Translate this sentence from the book review into Spanish: "But the worst fight they had was against the Church."

*** Opening of Provided passage ***

Review: The Castle’s battles by Domingos Pellegrini
Bobuque’s people spread the seeds among rocks and started cultivating their own apple’s tree, wheat and collecting what nature gave them. Surviving day after day and trusting in each other for living together. But even fighting against all the bad things that happens to them, they learn about growing together and surpassing difficulties.
Bobuque’s court have to survive the black plague – this mortal disease couldn’t reach his castle just because it is so far from any civilization point, that rats and contaminated people could not get there alive; they fought the King (the new King) who follows them to collect the taxes from what they produced (the King collected wheat, apples and even the only healthy cow this poor court had). But the worst fight they had was against the Church.
They were once formed by rejected people. People who did not have any hope in life. Thieves who got forgiven from their sentence just to join Bobuque’s court; abandoned children whose parent where unknown; deaf musicians and crippled. And who rejected all of them before? The Holy Church. Just like nowadays, people who doesn’t have a religion may suffer some prejudice, and in the book, we see it when they receive a Priest who tries to catechize Bobuque’s court. But as they have a much better life now, living far from Church, they expel the Priest after this one obligated them to pray for hours and hours.
It is a great book. We can see with an alternative language how was life in middle Ages, from the poorest to the richest one. And don’t think you won’t cry during your reading, because it may naturally happen if you have a beating heart.

*** Close of Provided passage ***
*** Opening of Recorded data ***

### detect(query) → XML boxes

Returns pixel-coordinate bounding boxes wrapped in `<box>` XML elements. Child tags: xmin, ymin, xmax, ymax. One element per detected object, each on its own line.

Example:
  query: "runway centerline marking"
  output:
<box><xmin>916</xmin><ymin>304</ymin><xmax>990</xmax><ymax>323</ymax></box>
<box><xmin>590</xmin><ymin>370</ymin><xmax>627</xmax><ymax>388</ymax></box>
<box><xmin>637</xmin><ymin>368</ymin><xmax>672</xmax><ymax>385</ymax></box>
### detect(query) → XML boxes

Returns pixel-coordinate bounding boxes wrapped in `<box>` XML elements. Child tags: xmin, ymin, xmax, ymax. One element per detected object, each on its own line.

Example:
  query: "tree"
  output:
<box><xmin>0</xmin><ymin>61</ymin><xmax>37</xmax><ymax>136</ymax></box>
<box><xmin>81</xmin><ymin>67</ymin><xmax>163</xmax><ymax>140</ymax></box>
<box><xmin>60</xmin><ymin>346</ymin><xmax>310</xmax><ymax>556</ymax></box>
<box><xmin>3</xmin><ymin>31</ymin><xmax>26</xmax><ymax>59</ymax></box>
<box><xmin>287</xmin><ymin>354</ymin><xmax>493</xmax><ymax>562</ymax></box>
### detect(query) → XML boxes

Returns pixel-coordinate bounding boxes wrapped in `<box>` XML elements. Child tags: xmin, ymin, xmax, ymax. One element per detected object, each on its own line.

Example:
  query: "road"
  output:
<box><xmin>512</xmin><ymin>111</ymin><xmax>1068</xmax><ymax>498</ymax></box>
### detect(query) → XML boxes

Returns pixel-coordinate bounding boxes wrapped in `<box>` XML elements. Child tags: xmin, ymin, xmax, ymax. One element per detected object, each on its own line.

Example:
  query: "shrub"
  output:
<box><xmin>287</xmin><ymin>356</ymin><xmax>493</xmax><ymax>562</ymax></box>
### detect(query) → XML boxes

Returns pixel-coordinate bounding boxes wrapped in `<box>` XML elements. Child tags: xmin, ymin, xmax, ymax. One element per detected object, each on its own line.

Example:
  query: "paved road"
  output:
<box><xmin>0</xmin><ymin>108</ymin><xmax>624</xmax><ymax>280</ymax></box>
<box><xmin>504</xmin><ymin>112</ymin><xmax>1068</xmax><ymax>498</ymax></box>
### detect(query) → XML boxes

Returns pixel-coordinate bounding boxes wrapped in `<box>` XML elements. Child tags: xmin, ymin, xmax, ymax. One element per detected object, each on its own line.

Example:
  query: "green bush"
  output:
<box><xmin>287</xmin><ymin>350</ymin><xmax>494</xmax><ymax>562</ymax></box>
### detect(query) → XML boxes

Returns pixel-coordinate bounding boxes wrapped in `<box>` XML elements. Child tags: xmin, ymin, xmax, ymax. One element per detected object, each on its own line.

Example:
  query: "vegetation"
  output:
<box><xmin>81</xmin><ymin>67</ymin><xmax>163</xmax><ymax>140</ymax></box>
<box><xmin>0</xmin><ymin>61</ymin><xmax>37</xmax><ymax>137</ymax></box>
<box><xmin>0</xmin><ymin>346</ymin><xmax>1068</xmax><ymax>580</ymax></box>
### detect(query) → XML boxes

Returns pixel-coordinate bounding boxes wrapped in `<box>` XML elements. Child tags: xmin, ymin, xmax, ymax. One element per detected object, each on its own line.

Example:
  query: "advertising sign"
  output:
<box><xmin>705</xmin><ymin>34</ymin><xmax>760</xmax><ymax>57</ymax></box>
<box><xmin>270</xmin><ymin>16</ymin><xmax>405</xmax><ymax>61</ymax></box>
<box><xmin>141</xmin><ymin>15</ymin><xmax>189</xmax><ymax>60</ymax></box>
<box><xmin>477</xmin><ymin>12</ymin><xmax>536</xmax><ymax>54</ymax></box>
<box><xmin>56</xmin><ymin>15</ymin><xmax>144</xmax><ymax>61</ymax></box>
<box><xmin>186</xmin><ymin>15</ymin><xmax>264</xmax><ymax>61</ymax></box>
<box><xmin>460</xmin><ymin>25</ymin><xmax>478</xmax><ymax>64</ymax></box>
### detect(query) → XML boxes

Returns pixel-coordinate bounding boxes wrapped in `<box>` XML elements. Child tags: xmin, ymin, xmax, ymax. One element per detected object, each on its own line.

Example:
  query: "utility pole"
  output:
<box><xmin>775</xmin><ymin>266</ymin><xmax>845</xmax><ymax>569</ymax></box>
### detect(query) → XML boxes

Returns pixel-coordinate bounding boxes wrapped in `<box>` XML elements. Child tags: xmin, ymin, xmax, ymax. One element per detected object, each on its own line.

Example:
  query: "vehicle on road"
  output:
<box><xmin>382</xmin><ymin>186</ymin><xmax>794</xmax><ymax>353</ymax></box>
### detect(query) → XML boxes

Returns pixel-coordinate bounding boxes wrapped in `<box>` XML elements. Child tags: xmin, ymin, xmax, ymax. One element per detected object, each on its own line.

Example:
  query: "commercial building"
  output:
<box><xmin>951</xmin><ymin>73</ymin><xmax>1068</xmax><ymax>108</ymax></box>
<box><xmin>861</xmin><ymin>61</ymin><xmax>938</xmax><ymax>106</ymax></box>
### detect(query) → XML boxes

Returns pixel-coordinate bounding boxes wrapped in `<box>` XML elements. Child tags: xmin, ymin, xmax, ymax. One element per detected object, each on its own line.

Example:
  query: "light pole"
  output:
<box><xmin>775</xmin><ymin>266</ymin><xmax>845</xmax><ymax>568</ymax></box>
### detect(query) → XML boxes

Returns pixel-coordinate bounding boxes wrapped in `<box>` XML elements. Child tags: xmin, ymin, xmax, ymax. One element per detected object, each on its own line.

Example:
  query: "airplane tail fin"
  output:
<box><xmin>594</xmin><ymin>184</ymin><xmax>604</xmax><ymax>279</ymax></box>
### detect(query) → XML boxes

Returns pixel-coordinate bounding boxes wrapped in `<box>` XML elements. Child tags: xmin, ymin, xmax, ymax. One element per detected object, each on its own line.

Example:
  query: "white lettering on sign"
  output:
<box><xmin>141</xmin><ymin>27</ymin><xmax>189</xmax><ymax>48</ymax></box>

*** Close of Recorded data ***

--- Task output ---
Pero la peor lucha que tuvieron fue contra la Iglesia.